TEXT SECTION:
────────────────
Kendra is the workaholic while Chad is the “volunteeraholic.”
Chad thrives in the front of the house while Kendra happily toils in the back of the house.
Kendra directs quality control and onsite production while Chad handles sales and customer experience.
For six years, those descriptors have defined the work life of Chad and Kendra Wester, owner/operators of Boll Weevil Soap Co., a natural soap and body products company founded in 1997.
The Westers bought the established business in 2017. “I did it by myself for a couple of years,” said Kendra. Both have been operating the business full time since 2019 when Chad left the wireless industry to devote his full attention to the growing family business. At that point, the soap company moved from Boll Weevil Circle, which bypasses the city, to Main Street in downtown Enterprise. That year, the Westers also bolstered the store’s online presence.
From the beginning, the couple has shared a clarity of mission.
“We want to be the best soap company in the world, not the biggest,” said Chad.
“We are absolutely, fiercely passionate about being a part of the downtown community.” – Chad
Chad and Kendra Wester own Boll Weevil Soap Co. on Main Street in downtown Enterprise. The company makes and sells “unbollweevible” handmade skincare products.
Makers and Sellers
Local nurse Rosemary Howell started the company to fill a need for natural bath products without harmful chemicals.
“I had made bath bombs and scrubs for personal use and gifts before we bought the store,” said Kendra, who previously worked as a church administrator. Once in the soap-making business though, “I immersed myself in it.”
“We purchased all of (Rosemary’s) recipes,” Kendra said, adding that the original recipe continues to be used today. “Now, it’s just second nature. I don’t even have to look at the recipe.”
The self-described “artsy” person “launches a new fragrance almost every Saturday. There’s always something new to smell,” says Chad, her proud husband of almost 25 years. The top-selling fragrances are Pink Cotton Blossom (pears and light musk); Southern Grace (a floral musk with touches of amber) and Orange Cranberry. Each of the almost 20 core fragrances can be found in the store’s soaps, candles and body products.
────────────────
PROBLEM 1: According to the profile of Boll Weevil Soap Co., who started the company?
PROBLEM 2: Transcribe the passage of the Boll Weevil Soap Co. profile between "From the beginning, the" and "without harmful chemicals.", inclusive.
PROBLEM 3: Write the next part of the Boll Weevil Soap Co. profile, beginning after its final sentence.
────────────────
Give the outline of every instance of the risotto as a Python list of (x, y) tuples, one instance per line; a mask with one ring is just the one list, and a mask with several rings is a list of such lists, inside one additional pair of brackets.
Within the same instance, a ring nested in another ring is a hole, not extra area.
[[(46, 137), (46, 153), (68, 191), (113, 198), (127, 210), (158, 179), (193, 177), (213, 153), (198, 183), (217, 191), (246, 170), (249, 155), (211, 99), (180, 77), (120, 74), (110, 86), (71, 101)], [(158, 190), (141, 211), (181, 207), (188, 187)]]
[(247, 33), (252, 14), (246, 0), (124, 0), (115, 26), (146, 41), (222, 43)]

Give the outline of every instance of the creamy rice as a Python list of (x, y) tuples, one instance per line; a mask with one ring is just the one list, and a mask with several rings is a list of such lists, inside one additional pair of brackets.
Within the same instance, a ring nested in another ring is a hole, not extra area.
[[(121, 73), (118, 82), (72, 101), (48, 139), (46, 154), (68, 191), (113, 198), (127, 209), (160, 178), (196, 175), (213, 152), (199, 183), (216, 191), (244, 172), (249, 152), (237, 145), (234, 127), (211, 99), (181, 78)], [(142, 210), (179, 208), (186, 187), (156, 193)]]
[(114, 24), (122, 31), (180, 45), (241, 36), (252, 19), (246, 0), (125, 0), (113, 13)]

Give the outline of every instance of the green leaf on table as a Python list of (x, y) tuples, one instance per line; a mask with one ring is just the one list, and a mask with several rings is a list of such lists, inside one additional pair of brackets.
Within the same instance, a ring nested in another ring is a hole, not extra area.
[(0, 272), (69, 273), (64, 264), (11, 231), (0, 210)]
────────────────
RESULT 1: Local nurse Rosemary Howell started the company.

RESULT 2:
From the beginning, the couple has shared a clarity of mission.
“We want to be the best soap company in the world, not the biggest,” said Chad.
“We are absolutely, fiercely passionate about being a part of the downtown community.” – Chad
Chad and Kendra Wester own Boll Weevil Soap Co. on Main Street in downtown Enterprise. The company makes and sells “unbollweevible” handmade skincare products.
Makers and Sellers
Local nurse Rosemary Howell started the company to fill a need for natural bath products without harmful chemicals.

RESULT 3:
Kendra is the sole soap maker. She and the Westers’ 19-year-old daughter, Anna-Tyler, make all the candles. “I do have another kitchen person who helps with the lotions and the scrubs,” Kendra said.
At peak times, the store adds a couple of additional people as well to fill out the maker team. But for most of the year, the business operates on a staff of five, including two long-term loyal sales team members who report to Chad.
“We produce it all here,” Chad said. Behind the storefront are three separate areas for making soap, candles and body products. “When you look around our store, the things you see are made right here on Main Street in Enterprise, right here in Alabama.”
Besides wanting to own their own building, one of the reasons the Westers moved their store to Enterprise’s Main Street was to be closer to its namesake, the Boll Weevil Monument, the world’s only statue honoring an agricultural pest.
Boll Weevil Soap Co. is just a few doors down from the south Alabama town’s 103-year-old landmark, a white-marble, Greek woman holding a bowl containing a 50-pound replica of a boll weevil. The town calls the statue its “herald of prosperity.”
The boll weevil, which decimated area cotton crops in the early 1900s, inspired crop diversification and expansion of other businesses that returned Enterprise and Coffee County to prosperity.
The Westers sponsor the Weevil Cam, a 24-hour live broadcast of activity near the monument. Regional news outlets routinely spotlight the Weevil Cam during their weather segments and a CBS Sunday Morning feature that aired last year featured Boll Weevil Soap Co. and other businesses named for the insect.
“A lot of tourists come to town to take a picture with the lady holding the bug,” said Chad. There are even fiberglass weevils in an installation known as Weevil Way, including Ronald McWeevil (McDonald’s) and Mayor Weevil (City Hall).
Number of Employees 5
Kendra: Rosemary Howell, the former owner, mentored me and taught me all her recipes.
Chad: I learned from some amazing leaders in the wireless industry like Steve Maddox, president of what was Wireless Advantage Communications, my former employer. I have learned even more from him after owning my own business.
Moving to downtown Enterprise to be nearer to the Boll Weevil Monument, our company’s namesake.
COVID. We CAN overcome obstacles, and we ARE flexible enough to roll with the punches.
Before opening a small business, know that it is going to require 100% of your dedication.
Continuing to Overcome
Chad, who served five years as the man inside the University of Alabama’s Big Al mascot costume, tends to cheer for those dear to him.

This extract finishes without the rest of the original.